**What you need to do**
- a) From the passage below on Blomefield's history of Norfolk, list every quantity stated with a numeral word, together with what it counts.
- b) According to the passage below on Blomefield's history of Norfolk, where else were the engraved illustrations printed?

BLOMEFIELD'S HISTORY OF NORFOLK

The Reverend Francis Blomefield's An essay towards a topographical history of the county of Norfolk had one of the most prolonged and complex publishing histories of any work produced in the eighteenth century, but it is also one for which there is a great deal of surviving evidence relating to the circumstances of its production.' The five folio volumes were printed in parts over a forty year period, in three different places in Norfolk, with the engraved illustrations printed also in London. They now survive with combinations of ten different title pages, and parts of the same type­setting also appear in a number of different guises as separately published works. The purpose of this paper therefore is to clarify the two ESTC entries for the work (ESTC 025740 and 025742) and explain their relationship to five other eighteenth-century publications.

**Dataset**
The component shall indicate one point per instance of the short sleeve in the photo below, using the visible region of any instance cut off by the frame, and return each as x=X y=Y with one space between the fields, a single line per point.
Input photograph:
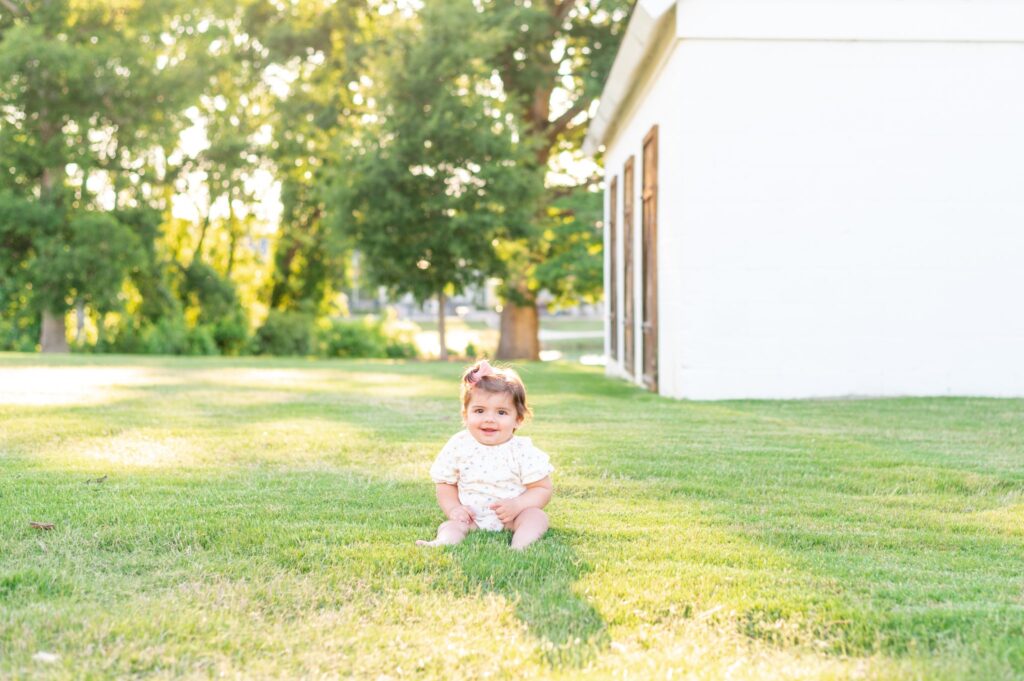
x=444 y=468
x=534 y=464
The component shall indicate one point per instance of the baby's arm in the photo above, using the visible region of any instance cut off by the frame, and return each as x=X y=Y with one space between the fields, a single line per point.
x=448 y=499
x=537 y=496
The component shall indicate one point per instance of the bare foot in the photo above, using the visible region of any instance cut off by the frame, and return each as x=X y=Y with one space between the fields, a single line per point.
x=423 y=542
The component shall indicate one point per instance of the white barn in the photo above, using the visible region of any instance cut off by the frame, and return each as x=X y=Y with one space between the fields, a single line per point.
x=816 y=198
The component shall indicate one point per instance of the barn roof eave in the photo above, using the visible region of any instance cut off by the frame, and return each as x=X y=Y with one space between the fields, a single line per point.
x=638 y=41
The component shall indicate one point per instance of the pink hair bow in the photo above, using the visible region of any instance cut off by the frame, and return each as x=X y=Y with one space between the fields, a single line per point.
x=483 y=369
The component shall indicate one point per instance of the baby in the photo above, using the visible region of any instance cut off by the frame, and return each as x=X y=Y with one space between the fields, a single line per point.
x=486 y=476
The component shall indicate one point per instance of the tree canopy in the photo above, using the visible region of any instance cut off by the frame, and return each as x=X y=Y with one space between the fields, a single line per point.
x=142 y=145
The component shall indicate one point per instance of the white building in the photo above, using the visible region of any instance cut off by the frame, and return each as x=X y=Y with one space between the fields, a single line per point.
x=816 y=198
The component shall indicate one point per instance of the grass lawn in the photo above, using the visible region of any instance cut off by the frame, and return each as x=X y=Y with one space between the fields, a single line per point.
x=256 y=518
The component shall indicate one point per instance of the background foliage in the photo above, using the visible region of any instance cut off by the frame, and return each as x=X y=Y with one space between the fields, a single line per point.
x=141 y=144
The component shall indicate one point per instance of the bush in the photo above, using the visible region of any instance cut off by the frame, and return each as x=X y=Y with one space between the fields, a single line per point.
x=202 y=340
x=167 y=336
x=369 y=337
x=285 y=333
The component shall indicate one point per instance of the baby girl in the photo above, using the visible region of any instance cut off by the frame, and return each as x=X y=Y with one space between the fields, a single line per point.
x=486 y=476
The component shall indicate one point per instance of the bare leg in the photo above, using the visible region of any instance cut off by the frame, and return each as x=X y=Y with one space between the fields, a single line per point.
x=529 y=526
x=449 y=534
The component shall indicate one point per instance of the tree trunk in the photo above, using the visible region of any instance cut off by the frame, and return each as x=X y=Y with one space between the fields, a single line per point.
x=440 y=327
x=79 y=321
x=54 y=335
x=519 y=339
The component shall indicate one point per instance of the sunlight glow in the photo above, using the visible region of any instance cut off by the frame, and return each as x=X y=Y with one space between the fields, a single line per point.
x=46 y=386
x=135 y=450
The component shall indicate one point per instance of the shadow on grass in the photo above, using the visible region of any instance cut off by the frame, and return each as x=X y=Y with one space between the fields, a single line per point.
x=540 y=584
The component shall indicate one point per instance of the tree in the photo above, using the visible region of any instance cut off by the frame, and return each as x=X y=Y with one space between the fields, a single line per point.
x=87 y=86
x=427 y=192
x=318 y=49
x=552 y=66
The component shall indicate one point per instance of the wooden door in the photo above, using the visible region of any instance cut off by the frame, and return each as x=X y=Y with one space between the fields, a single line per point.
x=628 y=288
x=612 y=288
x=649 y=217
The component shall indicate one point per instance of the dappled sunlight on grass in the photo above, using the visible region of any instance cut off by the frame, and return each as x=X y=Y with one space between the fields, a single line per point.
x=136 y=449
x=65 y=386
x=257 y=518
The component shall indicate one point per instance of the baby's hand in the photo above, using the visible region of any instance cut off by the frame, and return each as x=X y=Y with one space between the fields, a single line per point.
x=506 y=509
x=461 y=514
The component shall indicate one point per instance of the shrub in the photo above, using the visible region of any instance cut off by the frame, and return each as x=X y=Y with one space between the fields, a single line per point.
x=167 y=336
x=369 y=337
x=285 y=332
x=202 y=340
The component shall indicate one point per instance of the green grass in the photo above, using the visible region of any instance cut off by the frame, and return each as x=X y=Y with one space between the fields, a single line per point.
x=257 y=519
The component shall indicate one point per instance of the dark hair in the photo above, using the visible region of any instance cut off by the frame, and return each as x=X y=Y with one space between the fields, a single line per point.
x=498 y=379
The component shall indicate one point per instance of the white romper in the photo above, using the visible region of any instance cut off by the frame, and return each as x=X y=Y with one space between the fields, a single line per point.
x=486 y=473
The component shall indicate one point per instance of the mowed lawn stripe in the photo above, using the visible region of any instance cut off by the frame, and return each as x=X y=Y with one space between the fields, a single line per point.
x=257 y=519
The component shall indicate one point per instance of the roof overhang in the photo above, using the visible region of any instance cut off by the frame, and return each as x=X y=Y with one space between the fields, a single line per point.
x=639 y=39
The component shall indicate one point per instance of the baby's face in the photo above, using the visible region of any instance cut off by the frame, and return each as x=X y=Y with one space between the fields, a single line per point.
x=491 y=417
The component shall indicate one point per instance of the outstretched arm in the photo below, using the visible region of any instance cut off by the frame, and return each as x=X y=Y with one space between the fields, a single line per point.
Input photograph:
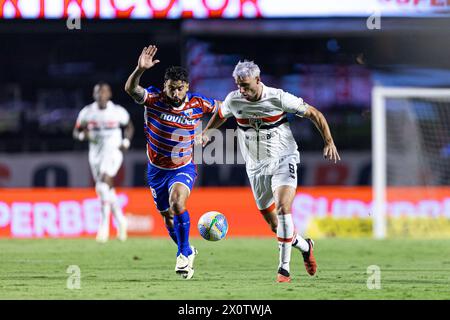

**Correct answers**
- a)
- Five folio volumes
- A forty year period of printing
- Three different places in Norfolk where it was printed
- Ten different title pages
- Two ESTC entries for the work
- Five other eighteenth-century publications

- b) In London.